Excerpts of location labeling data
━━━

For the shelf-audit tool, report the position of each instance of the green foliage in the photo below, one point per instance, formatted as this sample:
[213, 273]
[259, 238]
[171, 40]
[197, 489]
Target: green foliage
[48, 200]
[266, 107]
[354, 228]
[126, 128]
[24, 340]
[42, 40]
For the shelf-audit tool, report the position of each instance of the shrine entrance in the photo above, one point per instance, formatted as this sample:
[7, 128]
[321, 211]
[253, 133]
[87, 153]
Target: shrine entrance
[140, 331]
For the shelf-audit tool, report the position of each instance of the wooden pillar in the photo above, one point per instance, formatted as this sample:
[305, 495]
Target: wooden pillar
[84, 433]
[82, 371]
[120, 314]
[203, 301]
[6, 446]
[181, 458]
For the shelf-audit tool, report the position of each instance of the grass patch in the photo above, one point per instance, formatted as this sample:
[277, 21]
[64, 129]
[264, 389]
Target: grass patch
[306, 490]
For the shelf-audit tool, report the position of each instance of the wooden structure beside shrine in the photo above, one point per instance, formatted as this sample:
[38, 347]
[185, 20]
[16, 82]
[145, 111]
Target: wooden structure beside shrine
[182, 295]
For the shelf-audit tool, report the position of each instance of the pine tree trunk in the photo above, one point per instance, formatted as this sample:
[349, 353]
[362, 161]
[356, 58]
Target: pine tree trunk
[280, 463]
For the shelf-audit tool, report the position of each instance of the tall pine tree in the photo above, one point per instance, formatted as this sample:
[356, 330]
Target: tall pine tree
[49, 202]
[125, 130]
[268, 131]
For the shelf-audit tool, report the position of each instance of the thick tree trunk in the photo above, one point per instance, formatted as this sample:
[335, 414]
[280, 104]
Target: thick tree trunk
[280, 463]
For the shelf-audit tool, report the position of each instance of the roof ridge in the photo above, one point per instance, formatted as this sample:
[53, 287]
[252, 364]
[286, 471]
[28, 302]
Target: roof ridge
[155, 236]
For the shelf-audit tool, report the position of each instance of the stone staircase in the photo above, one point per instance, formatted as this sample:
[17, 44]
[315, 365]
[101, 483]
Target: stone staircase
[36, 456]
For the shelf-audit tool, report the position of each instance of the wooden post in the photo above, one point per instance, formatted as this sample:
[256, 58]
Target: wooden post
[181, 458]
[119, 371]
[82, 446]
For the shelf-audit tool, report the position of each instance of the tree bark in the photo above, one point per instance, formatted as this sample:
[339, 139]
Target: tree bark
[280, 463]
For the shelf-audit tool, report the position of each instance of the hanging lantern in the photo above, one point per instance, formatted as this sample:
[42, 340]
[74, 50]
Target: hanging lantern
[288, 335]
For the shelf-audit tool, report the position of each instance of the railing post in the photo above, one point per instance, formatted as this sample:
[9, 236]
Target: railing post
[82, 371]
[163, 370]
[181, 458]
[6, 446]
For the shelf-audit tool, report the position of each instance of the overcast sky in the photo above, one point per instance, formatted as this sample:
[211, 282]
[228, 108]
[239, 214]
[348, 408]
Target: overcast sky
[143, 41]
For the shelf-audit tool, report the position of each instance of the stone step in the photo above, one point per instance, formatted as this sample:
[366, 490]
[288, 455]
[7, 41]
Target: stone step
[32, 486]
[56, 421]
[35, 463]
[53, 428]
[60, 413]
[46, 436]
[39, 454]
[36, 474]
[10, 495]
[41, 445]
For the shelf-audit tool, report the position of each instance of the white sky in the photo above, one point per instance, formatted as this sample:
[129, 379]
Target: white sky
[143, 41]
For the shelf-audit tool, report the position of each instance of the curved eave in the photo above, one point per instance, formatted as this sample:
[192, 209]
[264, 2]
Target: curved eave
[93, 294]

━━━

Give all the entries again exactly; leave none out.

For the shelf-audit tool, report the position of each instance of the green foliage in the photo below, one point per instance, formatted as this sample:
[213, 273]
[259, 238]
[171, 40]
[197, 489]
Target: green foliage
[48, 200]
[266, 107]
[354, 228]
[126, 128]
[24, 340]
[42, 40]
For the shelf-audit tool, report the position of each instance of the shrine entrance in the photo above, one point per instance, formatted as this sample:
[7, 128]
[321, 211]
[253, 133]
[87, 153]
Target: shrine entrance
[140, 331]
For the shelf-audit tool, report the position of each instance of the wooden pillar in the photo above, one point per instance, formatted as this sample:
[305, 495]
Target: wooden pillar
[84, 433]
[82, 371]
[120, 314]
[203, 301]
[6, 446]
[181, 458]
For the shelf-audit tool, report the position of each instance of the grass patch in the photo above, one point per instance, formatted as this sample:
[277, 21]
[64, 129]
[264, 389]
Target: grass patch
[306, 490]
For the shelf-audit tool, report the position of each instance of the wooden structure beside shrine in the photo above, one point per instance, formatted as this sample:
[38, 347]
[185, 20]
[16, 82]
[145, 111]
Target: wooden structure beside shrine
[182, 295]
For the shelf-audit tool, report the position of each instance of the pine tree trunk in the photo above, one point per instance, formatted as this sample:
[349, 353]
[362, 161]
[356, 58]
Target: pine tree trunk
[280, 463]
For the shelf-audit tool, report the position of each instance of the tall pine tree in the photo above, one point per instance, formatted as this sample:
[356, 330]
Target: tall pine tree
[49, 202]
[125, 130]
[268, 131]
For the shelf-audit tool, report the position of each instance of the thick tree trunk in the photo above, one point per instance, formatted as this sample:
[335, 414]
[280, 104]
Target: thick tree trunk
[280, 463]
For the shelf-audit tool, report the position of each instance of the roof ridge in the photo above, one point per instance, formatted as this sample:
[53, 287]
[252, 364]
[286, 471]
[28, 302]
Target: roof ridge
[155, 236]
For the shelf-audit tool, report the position of each instance of the stone staircase in the photo above, one point per instance, formatted as this sample:
[17, 44]
[315, 365]
[101, 483]
Target: stone staircase
[36, 456]
For the shelf-audit tool, report the position of each instance of the wooden post in the photo above, one point per instance, formatted as this sample:
[256, 58]
Target: wooden post
[181, 458]
[119, 371]
[82, 446]
For the shelf-audit tool, report the position of each instance of the tree bark in the photo above, one point per instance, formatted as this sample:
[339, 139]
Target: tree bark
[280, 463]
For the shelf-audit tool, report the position of each instance of the hanging lantern in the photo above, one point per instance, formatted as this sample:
[42, 340]
[74, 50]
Target: hanging lantern
[288, 335]
For the shelf-audit tool, report the position of each instance of the railing post in the photo above, one point per instance, formatted as this sample:
[9, 236]
Target: railing post
[82, 371]
[163, 370]
[181, 458]
[6, 446]
For the shelf-audit tool, report the position of each instance of the overcast sky in the photo above, one point per instance, formatted as this sample:
[211, 282]
[228, 108]
[239, 214]
[348, 408]
Target: overcast sky
[143, 41]
For the shelf-audit tool, report the position of each instance of the stone step in the photo above, one point per instance, formatted as this sample:
[366, 490]
[288, 455]
[7, 41]
Target: stone step
[32, 486]
[56, 421]
[35, 463]
[53, 428]
[60, 413]
[46, 436]
[39, 454]
[36, 474]
[10, 495]
[41, 445]
For the shelf-audit tool, report the position of each instance of the white sky in the photo above, one point per instance, formatted as this sample:
[129, 379]
Target: white sky
[143, 41]
For the shelf-audit tool, report the position of each instance of the curved eave in the photo above, one point per instance, formatted as this sample:
[192, 209]
[264, 2]
Target: curved eave
[93, 294]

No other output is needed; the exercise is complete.